◆ Material ◆

>> Start

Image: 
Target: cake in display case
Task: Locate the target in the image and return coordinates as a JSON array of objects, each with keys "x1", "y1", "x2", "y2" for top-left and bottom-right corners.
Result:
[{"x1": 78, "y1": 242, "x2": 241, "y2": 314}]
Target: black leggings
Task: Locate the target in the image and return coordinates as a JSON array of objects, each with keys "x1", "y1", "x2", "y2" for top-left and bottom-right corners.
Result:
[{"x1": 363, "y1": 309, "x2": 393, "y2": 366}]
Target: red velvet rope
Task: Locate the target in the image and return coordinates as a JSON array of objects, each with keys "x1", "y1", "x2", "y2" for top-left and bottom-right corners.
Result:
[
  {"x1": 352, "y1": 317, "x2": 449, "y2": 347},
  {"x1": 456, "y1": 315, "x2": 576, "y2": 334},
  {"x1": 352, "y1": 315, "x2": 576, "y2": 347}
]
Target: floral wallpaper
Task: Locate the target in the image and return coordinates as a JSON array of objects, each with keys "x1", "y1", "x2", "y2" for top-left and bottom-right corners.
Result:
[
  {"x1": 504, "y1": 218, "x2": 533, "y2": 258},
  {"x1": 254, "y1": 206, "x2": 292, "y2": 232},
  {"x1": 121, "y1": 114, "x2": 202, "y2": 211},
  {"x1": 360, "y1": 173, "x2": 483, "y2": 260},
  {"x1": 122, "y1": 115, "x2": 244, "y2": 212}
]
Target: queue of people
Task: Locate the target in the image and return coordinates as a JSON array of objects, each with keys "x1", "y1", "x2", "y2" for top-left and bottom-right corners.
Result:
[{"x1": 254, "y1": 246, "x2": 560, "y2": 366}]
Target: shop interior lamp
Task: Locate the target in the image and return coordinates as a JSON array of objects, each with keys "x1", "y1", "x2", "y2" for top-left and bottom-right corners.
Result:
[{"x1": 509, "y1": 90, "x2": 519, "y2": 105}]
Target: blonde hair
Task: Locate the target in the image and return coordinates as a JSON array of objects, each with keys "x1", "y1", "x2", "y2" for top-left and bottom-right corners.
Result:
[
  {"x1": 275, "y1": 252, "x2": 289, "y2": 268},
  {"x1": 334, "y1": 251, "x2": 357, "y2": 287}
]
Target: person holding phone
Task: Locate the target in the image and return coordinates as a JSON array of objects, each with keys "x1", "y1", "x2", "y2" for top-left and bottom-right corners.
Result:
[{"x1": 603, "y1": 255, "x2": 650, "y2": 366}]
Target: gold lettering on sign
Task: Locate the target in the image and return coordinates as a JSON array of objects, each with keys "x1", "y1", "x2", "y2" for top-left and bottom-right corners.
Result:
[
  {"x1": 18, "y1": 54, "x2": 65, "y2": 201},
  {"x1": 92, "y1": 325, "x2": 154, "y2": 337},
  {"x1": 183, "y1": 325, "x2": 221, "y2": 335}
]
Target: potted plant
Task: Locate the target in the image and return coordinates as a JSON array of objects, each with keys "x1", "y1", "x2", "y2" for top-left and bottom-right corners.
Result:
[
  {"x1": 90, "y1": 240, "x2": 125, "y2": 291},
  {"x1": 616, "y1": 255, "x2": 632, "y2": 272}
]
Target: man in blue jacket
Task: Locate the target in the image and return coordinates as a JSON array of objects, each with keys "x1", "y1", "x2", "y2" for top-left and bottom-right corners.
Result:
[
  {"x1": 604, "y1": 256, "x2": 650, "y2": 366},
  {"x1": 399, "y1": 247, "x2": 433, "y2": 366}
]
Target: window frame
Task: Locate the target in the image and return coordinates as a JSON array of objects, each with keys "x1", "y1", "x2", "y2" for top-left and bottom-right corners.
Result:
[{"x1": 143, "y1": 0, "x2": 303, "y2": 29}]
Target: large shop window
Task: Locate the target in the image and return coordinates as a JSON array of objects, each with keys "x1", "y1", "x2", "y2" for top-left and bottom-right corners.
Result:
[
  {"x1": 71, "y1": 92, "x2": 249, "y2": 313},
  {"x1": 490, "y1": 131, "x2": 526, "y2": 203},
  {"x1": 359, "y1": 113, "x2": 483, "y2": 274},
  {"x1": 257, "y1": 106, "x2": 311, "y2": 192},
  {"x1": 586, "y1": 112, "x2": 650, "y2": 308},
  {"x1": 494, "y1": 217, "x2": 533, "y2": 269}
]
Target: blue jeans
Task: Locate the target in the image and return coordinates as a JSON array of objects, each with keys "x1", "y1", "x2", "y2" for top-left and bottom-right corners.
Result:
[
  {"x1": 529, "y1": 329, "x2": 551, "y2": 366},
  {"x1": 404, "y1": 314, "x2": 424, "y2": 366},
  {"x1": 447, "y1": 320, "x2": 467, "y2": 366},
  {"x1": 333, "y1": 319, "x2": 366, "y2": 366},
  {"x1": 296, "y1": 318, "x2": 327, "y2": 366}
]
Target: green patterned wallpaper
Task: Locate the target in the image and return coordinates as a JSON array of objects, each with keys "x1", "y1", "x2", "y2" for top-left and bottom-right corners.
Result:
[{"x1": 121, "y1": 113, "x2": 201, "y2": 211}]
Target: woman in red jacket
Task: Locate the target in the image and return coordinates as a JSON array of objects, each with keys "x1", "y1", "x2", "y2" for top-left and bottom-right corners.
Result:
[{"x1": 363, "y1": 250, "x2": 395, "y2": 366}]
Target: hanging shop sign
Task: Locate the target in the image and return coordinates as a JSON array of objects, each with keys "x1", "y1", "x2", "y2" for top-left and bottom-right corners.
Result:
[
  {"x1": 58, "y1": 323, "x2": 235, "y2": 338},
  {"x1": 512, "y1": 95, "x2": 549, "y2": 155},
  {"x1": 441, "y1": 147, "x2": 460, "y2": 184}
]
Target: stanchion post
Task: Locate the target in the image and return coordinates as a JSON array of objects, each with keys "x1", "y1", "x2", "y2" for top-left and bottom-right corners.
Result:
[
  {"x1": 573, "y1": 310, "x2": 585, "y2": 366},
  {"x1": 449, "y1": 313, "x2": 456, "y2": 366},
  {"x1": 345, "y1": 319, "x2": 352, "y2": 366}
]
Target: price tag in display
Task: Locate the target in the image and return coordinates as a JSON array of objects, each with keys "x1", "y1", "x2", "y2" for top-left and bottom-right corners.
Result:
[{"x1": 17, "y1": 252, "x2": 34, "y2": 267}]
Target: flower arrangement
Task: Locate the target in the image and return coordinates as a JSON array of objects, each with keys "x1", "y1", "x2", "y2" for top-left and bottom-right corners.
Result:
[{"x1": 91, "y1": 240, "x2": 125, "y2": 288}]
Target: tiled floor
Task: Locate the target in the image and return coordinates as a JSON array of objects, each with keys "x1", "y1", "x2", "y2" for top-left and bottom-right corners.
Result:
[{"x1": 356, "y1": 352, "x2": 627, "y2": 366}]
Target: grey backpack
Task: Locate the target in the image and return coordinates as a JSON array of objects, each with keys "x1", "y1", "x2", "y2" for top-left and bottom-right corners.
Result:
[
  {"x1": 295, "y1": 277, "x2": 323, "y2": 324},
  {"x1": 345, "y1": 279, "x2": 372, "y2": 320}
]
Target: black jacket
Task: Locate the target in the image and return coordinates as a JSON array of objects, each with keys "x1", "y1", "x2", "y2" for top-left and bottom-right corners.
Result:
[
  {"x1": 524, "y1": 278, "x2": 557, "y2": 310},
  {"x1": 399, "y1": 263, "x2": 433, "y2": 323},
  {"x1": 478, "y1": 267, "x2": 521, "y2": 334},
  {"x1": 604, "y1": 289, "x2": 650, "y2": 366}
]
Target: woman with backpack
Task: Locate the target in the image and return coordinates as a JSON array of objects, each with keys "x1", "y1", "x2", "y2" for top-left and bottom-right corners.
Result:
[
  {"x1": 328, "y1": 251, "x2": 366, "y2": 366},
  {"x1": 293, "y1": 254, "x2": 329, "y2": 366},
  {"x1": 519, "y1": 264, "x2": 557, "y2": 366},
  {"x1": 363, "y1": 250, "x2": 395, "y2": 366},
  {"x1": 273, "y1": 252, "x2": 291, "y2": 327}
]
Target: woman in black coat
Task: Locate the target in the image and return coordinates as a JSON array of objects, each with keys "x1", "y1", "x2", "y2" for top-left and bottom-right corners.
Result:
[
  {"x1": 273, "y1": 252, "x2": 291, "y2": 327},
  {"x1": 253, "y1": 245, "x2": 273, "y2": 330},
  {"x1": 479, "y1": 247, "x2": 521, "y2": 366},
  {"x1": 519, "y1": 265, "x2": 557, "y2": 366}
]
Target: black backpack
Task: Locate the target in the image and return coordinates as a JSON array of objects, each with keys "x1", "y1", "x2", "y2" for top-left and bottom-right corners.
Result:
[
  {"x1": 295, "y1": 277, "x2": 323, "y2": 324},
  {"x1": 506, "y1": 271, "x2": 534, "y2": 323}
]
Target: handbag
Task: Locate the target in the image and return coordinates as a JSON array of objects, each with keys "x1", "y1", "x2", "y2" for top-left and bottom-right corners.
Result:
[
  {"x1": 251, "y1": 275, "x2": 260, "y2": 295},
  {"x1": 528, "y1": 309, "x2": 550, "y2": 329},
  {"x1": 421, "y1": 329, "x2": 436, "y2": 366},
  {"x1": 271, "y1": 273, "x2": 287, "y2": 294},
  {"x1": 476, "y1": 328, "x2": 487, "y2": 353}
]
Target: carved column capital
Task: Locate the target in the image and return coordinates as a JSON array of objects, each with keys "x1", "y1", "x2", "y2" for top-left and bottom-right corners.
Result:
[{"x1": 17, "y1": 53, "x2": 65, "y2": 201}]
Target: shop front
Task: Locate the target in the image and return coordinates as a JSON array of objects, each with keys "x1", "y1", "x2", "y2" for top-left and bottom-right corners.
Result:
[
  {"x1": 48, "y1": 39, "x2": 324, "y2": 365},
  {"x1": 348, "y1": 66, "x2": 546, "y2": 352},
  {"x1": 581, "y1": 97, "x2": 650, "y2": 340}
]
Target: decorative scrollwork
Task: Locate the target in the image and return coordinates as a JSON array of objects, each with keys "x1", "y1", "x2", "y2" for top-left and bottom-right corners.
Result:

>> End

◆ Challenge ◆
Copy exactly the line containing "Target: black backpack" and every line after it, ending with the last line of the records above.

◆ Result ◆
Target: black backpack
Task: Locate the target in the image and return coordinates as a JSON array of objects, each with keys "x1", "y1", "x2", "y2" for top-left and bottom-right corners.
Result:
[
  {"x1": 295, "y1": 277, "x2": 323, "y2": 324},
  {"x1": 506, "y1": 271, "x2": 534, "y2": 323}
]
Target: handbag
Task: Locate the target in the image and return coordinates as a JSON array of objects, each with keys "x1", "y1", "x2", "y2" for top-left and bottom-right corners.
Result:
[
  {"x1": 251, "y1": 275, "x2": 260, "y2": 295},
  {"x1": 528, "y1": 309, "x2": 550, "y2": 329},
  {"x1": 421, "y1": 329, "x2": 436, "y2": 366},
  {"x1": 271, "y1": 273, "x2": 287, "y2": 294},
  {"x1": 476, "y1": 328, "x2": 487, "y2": 353}
]
Target: carved column capital
Task: Locate the target in the image and return coordinates as a JSON array of objects, each with keys "x1", "y1", "x2", "y2" for top-left and bottom-right corners.
Result:
[{"x1": 17, "y1": 53, "x2": 65, "y2": 201}]
Target: shop front
Task: Locate the target in the image and return coordinates as a JSON array of objects, each with keys "x1", "y1", "x2", "y2" for top-left and bottom-right corners.
Result:
[
  {"x1": 48, "y1": 39, "x2": 324, "y2": 365},
  {"x1": 348, "y1": 66, "x2": 546, "y2": 352},
  {"x1": 581, "y1": 97, "x2": 650, "y2": 340}
]
Target: decorative scrollwork
Task: Locate the target in the image and return coordinates as a JSON array of objects, each with keys "x1", "y1", "x2", "y2" for top-left and bottom-right corners.
Result:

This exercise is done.